Diamonds coach Lisa Alexander says it’s definitely unfamiliar ground for her team as Australia seeks a fourth consecutive title.

“We’re completely underdogs,’’ said Alexander of the world No.1 and 11-time champions.

“But we’ve got a quiet sense of calm and confidence about what we’re doing, and we believe in our system and how we’re playing, so we’re quite happy to sit in the background and just strike when the moment’s right.’’

That time will likely not need to be in Friday’s opening match in Liverpool against unfancied Northern Ireland, coached by Australian Dan Ryan.

Nor is it likely in the subsequent Pool A matches against minnows Zimbabwe and Sri Lanka.

However, the shock one-goal loss to World No.2 England in the gold medal game at last year’s Commonwealth Games on the Gold Coast has led to vastly-altered expectations – not least for the widely-feted hosts.

“The vibe is definitely around England, there’s no doubt about that,’’ Alexander told The New Daily before the Diamonds’ final training session in Liverpool on Thursday.

The session marked captain Caitlin Bassett’s resumption from a “mild” concussion suffered during matchplay last weekend, likely giving Alexander a full list to choose from.

Both ourselves and New Zealand, to a certain extent, are going under the radar a little bit, and we’re probably both quite happy about that.

“Obviously England are expected to win because they won the Comm Games gold medal and they’re on home soil.

“I think Eboni (Usoro-Brown, the Roses’ defender) said it best: They’re ‘underdog favourites’.’’

England and the Silver Ferns boast roughly twice as much experience as the Diamonds – who have just 338 collective caps, and whose only previous World Cup starters are Bassett, Caitlin Thwaites and recent recall Paige Hadley.

| TASKS TO COMPLETE |
1. In the netball article, which Diamonds players are named as the team's only previous World Cup starters?
2. Carry on the netball article after its final sentence.

| INFORMATION SUPPLIED |
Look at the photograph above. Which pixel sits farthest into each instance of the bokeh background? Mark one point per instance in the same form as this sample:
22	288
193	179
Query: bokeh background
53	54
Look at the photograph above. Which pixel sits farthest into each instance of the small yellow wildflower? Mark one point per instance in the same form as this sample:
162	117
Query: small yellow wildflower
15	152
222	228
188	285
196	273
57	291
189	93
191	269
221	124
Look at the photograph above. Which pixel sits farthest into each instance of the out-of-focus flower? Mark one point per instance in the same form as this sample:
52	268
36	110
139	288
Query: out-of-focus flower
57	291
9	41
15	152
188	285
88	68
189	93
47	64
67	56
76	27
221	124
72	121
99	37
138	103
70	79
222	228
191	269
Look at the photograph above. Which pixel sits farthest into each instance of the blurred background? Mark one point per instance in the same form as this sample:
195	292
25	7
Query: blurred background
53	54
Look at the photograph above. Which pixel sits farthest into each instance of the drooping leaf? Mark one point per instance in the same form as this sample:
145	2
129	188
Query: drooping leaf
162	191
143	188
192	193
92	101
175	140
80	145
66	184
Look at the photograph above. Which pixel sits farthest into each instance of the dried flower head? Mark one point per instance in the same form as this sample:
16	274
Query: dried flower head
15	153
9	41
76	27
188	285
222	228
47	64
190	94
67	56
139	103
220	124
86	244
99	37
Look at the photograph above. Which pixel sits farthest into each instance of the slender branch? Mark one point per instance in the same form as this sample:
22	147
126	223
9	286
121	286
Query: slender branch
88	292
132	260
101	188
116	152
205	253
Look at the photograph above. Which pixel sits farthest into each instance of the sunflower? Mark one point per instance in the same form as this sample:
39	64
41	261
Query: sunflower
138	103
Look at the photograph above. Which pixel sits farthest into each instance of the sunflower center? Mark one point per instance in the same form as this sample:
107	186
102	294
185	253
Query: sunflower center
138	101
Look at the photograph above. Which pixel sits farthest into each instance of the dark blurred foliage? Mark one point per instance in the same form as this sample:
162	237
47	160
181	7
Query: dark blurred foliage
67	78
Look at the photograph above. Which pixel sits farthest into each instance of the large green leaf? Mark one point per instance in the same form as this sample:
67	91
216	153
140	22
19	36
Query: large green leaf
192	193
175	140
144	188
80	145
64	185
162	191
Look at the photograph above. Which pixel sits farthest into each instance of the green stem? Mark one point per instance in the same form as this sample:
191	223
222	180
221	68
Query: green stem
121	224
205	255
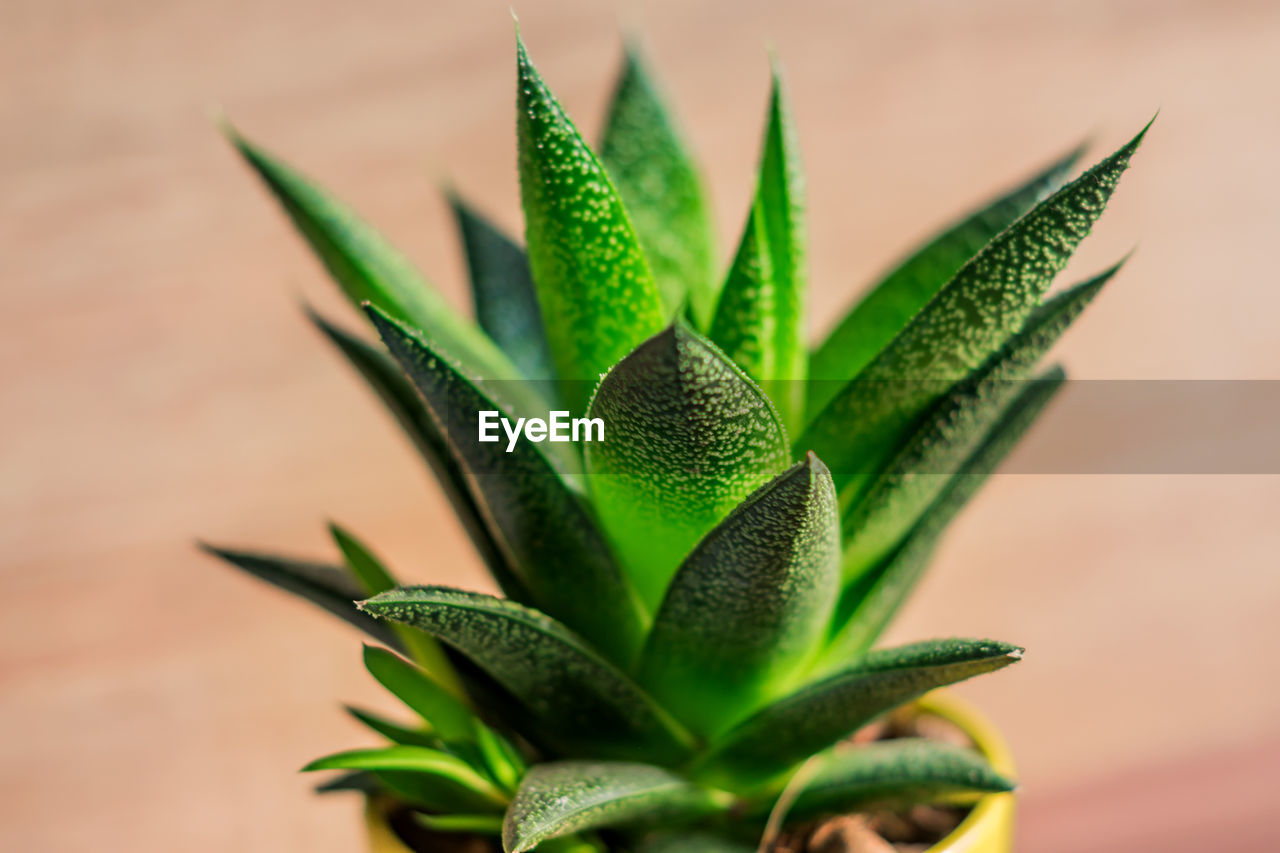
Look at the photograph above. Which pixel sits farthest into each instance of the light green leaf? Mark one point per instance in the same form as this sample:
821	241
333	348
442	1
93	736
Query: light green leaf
574	699
597	293
563	797
415	761
952	429
826	711
368	268
402	400
471	824
503	295
748	607
444	712
969	319
394	731
869	603
688	436
759	320
662	190
901	293
328	587
896	774
544	528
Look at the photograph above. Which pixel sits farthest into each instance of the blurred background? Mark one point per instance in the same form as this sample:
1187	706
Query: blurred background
158	381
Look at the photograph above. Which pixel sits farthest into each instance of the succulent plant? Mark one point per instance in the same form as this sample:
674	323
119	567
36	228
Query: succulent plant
689	606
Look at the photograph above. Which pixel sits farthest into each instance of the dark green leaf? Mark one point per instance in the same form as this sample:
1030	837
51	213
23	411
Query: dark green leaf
444	712
470	824
901	293
368	268
895	774
375	578
969	319
566	797
329	587
394	731
503	295
688	436
402	400
594	286
748	607
574	698
662	190
869	603
543	527
952	429
826	711
416	761
759	320
691	843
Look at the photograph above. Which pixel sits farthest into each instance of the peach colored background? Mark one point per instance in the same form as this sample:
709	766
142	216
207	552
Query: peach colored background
159	382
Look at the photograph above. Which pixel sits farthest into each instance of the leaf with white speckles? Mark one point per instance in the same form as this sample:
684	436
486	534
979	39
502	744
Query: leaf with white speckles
749	607
970	318
662	190
543	527
563	797
402	400
597	293
503	295
368	268
896	774
823	712
868	603
759	320
954	428
688	436
900	295
572	698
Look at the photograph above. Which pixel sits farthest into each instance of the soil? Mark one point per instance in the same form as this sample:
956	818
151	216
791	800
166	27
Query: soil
913	830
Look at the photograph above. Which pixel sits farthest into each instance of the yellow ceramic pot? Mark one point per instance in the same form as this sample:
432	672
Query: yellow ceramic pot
987	829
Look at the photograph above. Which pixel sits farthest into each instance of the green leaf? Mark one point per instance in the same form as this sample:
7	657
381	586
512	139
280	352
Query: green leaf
688	436
901	293
415	761
868	605
574	698
503	295
952	429
328	587
759	320
662	190
471	824
368	268
563	797
969	319
544	528
826	711
375	578
691	843
748	607
443	711
896	774
394	731
594	286
402	400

| ANSWERS TO THE EXERCISE |
1. Caitlin Bassett, Caitlin Thwaites and Paige Hadley.

2.
Much has been made of the leg up provided to rival nations by the unlimited import rule in Super Netball that has given international players unprecedented exposure to the highest level of weekly domestic competition.

It’s possible then that the domestic competition may cost Australia by fine-tuning some of the other nation’s up-and-coming players.

The big picture upside is that international netball no longer resembles trans-Tasman duopoly.

Upsets are more frequent, and the 2018 Commonwealth Games result has given new life to the World Cup, a quadrennial event that was in danger of becoming painfully predictable.

Indeed, the Diamonds have lost only three of the 14 world championships/cups played since the first, in 1963.

New Zealand owns three, while Trinidad and Tobago featured in a three-way tie in 1987, before finals were introduced.

So, with Australia’s incomparable record, can anything less than yet another gold medal be considered acceptable?

“Look, we can argue the semantics about that,’’ Alexander said.

“If we look at it logically, we can say ‘well, it’s the most competitive World Cup ever, so getting to a final is going to be a really great achievement in itself, for any team’.

“But we set ourselves a really high stretch target. We want a better-than-gold-medal performance, so we’re aiming higher.

“If we don’t get there, then we’ll deal with that when it comes. But at this stage all our thoughts are around making sure that we put together an exceptional performance.’’

Australia’s Caitlin Bassett in the Diamonds’ World Cup team uniform. Photo: Getty

Having hosted the last World Cup, and experienced all that goes with that, Alexander said that what England can expect “is like a wave over you, and it can be quite distracting”.

“Luckily for us we kept in our bubble and we had our strategies in place to counteract that, but it’s not easy … All I can say is good luck to England, (because) it’s a very pressure-filled situation.’’

Following what Alexander described as an “innocuous hit” during the final training camp in Manchester, spearhead Bassett has completed all the official concussion protocols.

And while her absence was far from ideal as connections are still being built in attack, more time could nevertheless be spent on the shooting combinations involving Thwaites, Gretel Tippett and Steph Wood.

Bassett also addressed the squad about how to handle the unusual situation of matches being played simultaneously on adjacent courts over the opening three days. It will be noisy, and different to the Super Netball norm.

Yet if something is to end up thwarting the Diamonds, Alexander is confident it will not be the weight of history, despite how strongly – from the fact every former player’s name appears on the current version of the gold dress, to the messages of support from past greats – such a grand culture continues to be incorporated into the present.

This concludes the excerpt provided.